#### Quoted text:
****
4. And now for our practical lesson. We, too, are striving for the mastery in a world which has been devastated by evil. Do we not also find that our bodies rise up and resist the claims made on them by the work which has to be done?(1) It may be perhaps, with us, rather in little things that the conflict has to be waged. You know that there are sick and poor to be visited. Love for souls, and for God, would prompt you to set forth; but it is a cold wintry day. How the body pleads, Sit still; another day will do as well. Or perhaps it is so small a matter as rising from your bed in the morning sufficiently early to give yourself time for prayer and the study of God's Word; or it is your time for prayer in the evening, after the busy day of toil; or it is that you have a call to visit the haunts of wretchedness and misery, where everything is repulsive. These are occasions on which we too have to arm our right hand with spiritual power, and to smite our body down, forcibly reminding it of its true position.(2) Or perhaps the body asserts itself not so much in forbidding the painful as suggesting the pleasant — now appealing to our lower appetites with suggestions of indulgences. The mind that is taken up in any degree with the thought, What shall we eat? or, What shall we drink? &c., is making provision for the flesh, and in doing so is unconsciously resigning its true supremacy. The same thing is true of those higher forms of gratification which none the less have the body as their subject. There is no harm in enjoying the pleasures of the eye, or of the ear, but as soon as we give ourselves over to it, it becomes guilty. If God throws an innocent pleasure in our way, we are not called upon to suspect the gift; but when we go out of our way to pursue the pleasurable, the higher part of our nature is yielding itself as the slave of the lower.

5. How did St. Paul smite his body down, and reduce it into the condition of a slave? This much surely is obvious — a man is no match for himself! He lets us into the secret by giving us a practical direction: "If ye," he says, "through the Spirit, do mortify the deeds of the body, ye shall live." All turns upon this. "Walk in the Spirit, and ye shall not fulfil the lusts of the flesh."

(W. Hay Aitken, M. A.)

Look at the chariot-drivers. Do you not see how exceedingly careful and strict they are with themselves in their training-practice, their labours, their diet, and all the rest, that they may not be thrown down from their chariots; and be dragged along by the reins? See what a thing art is! Often even a strong man cannot master a single horse; but a mere boy, who has learnt the art, shall often take the pair in hand, and with ease lead them and drive them where he will. Nay, in India, it is said that a huge monster of an elephant will yield to a stripling of fifteen, who manages him with the utmost ease. To what purpose have I said all this? To show that, if by dint of study and practice we can train into submission even elephants and wild horses, much more the passions within us.

( Chrysostom.)
****
#### Entries supplied:

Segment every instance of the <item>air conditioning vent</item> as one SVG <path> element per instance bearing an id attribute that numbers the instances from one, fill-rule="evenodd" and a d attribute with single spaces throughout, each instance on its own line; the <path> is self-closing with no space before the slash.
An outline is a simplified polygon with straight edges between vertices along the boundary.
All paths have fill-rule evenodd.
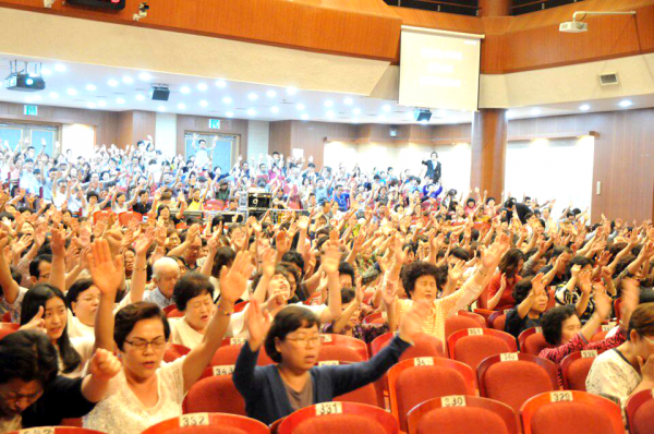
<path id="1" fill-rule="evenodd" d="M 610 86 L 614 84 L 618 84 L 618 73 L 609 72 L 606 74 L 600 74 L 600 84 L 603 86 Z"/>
****
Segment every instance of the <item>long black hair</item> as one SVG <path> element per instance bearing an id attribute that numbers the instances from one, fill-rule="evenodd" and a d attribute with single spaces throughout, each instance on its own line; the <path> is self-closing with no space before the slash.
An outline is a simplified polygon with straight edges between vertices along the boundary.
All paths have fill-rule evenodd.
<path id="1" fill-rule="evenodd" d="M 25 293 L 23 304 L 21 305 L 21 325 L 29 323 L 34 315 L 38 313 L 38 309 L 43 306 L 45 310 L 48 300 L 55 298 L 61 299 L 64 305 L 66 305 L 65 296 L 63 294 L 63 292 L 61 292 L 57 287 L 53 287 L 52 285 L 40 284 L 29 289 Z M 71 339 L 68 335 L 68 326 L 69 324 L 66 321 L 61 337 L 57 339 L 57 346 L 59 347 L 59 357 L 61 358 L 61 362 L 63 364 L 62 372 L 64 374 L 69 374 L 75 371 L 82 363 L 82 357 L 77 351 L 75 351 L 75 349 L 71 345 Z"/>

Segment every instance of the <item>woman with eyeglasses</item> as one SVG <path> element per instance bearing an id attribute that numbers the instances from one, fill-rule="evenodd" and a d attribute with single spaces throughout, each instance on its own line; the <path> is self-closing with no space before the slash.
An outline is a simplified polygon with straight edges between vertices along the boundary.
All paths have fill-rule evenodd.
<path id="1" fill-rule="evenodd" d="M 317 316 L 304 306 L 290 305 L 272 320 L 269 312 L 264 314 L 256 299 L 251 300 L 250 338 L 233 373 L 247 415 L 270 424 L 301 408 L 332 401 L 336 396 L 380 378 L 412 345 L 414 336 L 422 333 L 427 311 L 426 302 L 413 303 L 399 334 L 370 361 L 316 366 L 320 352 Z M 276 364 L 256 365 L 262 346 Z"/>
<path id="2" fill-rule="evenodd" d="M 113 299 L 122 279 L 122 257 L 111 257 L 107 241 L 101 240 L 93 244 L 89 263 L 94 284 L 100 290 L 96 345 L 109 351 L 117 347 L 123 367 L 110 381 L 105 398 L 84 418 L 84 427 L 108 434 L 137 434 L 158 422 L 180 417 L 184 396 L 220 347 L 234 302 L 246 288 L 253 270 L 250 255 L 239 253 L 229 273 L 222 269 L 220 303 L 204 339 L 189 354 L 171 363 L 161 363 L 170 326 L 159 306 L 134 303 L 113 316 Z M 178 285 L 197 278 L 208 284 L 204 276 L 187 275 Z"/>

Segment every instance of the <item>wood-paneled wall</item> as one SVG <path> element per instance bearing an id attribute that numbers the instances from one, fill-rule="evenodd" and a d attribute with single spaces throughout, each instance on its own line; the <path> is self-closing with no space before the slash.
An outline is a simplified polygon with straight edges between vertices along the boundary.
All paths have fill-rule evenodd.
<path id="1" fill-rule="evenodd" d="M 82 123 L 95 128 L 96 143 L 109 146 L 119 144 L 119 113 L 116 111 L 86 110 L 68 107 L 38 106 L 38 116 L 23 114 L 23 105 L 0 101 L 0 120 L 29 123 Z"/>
****
Do these statements agree with the passage on mastering the body? For each, answer yes or no and quote the words of the passage that decide it: (a) enjoying the pleasures of the eye or ear is guilty in itself; (b) a boy who has learned the art can often handle a pair of horses; (c) a man is easily a match for himself. The material has no role here.

#### Finished task:
(a) No: "There is no harm in enjoying the pleasures of the eye, or of the ear, but as soon as we give ourselves over to it, it becomes guilty."
(b) Yes: "a mere boy, who has learnt the art, shall often take the pair in hand"
(c) No: "a man is no match for himself!"